PROBLEM DESCRIPTION:
State the number of lines in these records that include the word "ceiling", and add nothing to it.

(Extracted records)
———

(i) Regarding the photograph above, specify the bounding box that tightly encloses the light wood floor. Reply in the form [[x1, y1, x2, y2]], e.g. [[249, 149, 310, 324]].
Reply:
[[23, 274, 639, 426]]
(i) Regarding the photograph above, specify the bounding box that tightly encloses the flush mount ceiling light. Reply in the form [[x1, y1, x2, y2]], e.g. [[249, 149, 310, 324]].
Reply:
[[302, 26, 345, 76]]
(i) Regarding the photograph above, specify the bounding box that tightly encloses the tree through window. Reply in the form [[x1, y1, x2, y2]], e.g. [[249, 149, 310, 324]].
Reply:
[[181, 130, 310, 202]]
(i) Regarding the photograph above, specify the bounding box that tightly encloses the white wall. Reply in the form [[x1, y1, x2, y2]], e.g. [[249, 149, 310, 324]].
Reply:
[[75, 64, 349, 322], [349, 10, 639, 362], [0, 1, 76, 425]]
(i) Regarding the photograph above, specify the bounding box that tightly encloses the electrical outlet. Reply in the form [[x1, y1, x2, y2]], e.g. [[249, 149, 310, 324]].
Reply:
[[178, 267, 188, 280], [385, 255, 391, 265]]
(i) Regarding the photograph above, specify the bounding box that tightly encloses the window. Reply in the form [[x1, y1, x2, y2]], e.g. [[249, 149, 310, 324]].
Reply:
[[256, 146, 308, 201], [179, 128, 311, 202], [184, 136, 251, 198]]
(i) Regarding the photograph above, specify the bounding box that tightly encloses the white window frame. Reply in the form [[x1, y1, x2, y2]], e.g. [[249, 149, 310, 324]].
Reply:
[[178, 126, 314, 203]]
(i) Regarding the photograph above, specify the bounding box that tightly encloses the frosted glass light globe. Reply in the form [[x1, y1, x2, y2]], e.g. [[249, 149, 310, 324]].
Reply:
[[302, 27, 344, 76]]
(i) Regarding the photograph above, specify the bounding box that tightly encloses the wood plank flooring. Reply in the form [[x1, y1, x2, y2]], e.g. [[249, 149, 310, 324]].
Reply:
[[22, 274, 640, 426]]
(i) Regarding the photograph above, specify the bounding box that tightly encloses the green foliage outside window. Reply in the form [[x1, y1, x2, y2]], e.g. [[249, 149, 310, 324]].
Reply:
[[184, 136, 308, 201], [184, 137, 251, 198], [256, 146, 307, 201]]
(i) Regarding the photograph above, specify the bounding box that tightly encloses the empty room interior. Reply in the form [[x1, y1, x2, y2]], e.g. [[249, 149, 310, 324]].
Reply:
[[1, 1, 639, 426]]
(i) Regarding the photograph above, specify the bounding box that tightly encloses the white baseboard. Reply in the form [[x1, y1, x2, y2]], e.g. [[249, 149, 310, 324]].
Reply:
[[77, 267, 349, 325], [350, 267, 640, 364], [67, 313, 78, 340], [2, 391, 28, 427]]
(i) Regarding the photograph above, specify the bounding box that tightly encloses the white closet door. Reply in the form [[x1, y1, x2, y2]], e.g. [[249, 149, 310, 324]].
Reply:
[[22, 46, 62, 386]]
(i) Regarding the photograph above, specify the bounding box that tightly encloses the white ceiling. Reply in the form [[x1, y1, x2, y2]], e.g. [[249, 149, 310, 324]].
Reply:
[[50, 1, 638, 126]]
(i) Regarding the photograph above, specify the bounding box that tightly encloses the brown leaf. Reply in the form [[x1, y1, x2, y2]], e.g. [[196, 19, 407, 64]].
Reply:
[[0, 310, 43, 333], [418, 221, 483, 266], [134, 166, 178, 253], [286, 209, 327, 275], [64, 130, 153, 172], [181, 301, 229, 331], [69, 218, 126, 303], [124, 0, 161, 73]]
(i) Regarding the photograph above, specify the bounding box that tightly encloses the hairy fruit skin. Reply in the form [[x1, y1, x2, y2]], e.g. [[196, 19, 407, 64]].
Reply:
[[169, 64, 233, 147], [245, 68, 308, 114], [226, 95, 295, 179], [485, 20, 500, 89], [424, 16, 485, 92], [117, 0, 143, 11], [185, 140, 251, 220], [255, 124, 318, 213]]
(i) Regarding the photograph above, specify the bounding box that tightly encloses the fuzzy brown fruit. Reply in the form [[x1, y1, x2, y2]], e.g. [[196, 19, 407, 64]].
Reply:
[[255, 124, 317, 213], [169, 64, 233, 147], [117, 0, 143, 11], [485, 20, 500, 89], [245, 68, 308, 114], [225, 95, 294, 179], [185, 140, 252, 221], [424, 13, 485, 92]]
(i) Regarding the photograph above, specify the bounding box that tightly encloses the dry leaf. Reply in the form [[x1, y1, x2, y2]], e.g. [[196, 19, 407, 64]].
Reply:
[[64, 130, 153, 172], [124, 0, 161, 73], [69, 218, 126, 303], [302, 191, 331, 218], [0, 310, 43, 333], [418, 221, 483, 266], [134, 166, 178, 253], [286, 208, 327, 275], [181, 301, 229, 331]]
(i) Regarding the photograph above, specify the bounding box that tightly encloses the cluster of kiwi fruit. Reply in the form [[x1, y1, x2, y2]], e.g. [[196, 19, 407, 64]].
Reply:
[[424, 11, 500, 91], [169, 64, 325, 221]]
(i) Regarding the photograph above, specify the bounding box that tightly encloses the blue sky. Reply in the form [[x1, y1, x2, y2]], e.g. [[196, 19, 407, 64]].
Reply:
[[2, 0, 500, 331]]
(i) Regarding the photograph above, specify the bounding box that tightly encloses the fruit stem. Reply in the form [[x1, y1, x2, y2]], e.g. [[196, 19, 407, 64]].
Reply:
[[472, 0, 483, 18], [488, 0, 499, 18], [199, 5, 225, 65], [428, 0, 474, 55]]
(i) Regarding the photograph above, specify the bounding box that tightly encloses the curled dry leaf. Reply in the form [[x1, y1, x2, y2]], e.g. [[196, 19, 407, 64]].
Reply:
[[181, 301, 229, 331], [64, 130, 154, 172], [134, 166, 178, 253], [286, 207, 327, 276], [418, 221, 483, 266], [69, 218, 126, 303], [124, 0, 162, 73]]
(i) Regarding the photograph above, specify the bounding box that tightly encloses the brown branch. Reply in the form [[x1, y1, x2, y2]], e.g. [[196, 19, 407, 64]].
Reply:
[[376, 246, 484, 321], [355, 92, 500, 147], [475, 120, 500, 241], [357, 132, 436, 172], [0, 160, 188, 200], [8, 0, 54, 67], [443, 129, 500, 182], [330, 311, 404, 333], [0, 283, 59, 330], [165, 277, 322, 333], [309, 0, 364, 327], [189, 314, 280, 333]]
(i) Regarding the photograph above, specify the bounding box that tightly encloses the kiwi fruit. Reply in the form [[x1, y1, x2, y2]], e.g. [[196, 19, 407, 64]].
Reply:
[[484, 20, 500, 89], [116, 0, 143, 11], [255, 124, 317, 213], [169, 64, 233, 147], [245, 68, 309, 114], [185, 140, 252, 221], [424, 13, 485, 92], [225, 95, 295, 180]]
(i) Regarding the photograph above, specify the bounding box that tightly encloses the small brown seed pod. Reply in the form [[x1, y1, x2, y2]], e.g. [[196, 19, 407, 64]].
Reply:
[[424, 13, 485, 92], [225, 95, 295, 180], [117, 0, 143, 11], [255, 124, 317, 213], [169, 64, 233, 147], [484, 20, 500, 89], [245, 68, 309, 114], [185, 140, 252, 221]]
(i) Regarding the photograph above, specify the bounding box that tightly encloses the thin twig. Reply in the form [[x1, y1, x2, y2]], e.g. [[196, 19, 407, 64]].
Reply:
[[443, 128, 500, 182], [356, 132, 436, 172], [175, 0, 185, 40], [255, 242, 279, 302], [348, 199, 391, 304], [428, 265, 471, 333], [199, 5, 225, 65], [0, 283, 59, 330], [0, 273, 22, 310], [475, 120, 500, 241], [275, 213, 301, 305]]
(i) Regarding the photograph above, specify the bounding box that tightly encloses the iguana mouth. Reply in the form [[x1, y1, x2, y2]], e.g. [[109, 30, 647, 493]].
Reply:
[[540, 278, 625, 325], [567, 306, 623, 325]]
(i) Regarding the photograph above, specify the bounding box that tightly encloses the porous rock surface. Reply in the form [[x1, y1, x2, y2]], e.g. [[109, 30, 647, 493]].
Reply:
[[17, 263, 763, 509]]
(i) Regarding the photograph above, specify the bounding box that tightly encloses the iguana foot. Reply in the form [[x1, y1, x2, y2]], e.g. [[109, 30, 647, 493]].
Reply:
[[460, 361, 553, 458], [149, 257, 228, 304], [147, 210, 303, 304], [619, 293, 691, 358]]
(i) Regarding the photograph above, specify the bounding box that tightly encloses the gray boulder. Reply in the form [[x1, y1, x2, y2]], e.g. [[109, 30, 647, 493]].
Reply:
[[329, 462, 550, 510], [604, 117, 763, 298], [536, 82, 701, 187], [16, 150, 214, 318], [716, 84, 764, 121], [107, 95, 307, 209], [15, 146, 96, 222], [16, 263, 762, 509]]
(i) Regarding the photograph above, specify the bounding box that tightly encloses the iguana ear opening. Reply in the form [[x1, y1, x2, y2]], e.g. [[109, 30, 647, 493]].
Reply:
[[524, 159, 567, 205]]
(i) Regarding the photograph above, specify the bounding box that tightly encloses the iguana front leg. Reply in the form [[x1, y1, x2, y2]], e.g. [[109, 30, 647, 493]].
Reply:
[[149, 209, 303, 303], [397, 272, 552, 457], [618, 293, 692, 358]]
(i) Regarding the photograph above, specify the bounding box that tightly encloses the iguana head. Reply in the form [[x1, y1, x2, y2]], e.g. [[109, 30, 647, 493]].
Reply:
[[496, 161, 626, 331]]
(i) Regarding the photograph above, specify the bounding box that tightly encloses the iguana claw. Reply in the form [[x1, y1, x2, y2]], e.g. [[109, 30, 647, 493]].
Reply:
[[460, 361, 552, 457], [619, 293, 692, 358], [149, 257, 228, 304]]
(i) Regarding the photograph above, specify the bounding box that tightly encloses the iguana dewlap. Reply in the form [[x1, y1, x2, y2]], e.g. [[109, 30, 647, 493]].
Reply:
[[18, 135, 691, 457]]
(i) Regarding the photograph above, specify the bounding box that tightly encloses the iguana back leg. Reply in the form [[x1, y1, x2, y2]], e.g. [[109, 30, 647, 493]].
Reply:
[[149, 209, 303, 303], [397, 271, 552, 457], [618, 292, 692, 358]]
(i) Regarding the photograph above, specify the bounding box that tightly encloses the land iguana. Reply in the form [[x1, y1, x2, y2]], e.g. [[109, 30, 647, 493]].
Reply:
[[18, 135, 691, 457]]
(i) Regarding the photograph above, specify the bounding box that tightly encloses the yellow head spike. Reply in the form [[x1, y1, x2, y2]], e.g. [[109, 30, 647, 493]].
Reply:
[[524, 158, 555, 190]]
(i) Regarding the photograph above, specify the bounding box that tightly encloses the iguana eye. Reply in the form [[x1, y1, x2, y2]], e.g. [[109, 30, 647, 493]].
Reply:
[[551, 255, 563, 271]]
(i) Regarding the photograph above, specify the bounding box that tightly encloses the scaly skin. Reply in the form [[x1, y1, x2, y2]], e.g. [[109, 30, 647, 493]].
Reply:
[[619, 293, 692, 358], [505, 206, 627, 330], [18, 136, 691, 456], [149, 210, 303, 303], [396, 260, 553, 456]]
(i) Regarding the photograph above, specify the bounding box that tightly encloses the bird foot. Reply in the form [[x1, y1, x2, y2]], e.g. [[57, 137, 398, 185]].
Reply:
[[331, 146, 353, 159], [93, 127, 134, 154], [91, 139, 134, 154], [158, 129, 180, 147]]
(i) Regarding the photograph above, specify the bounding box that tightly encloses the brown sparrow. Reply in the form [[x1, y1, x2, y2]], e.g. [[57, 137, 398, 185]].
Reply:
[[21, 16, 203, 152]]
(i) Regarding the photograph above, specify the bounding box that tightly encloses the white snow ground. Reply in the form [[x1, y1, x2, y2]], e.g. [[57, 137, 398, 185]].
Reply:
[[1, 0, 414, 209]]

———

EXERCISE RESULT:
2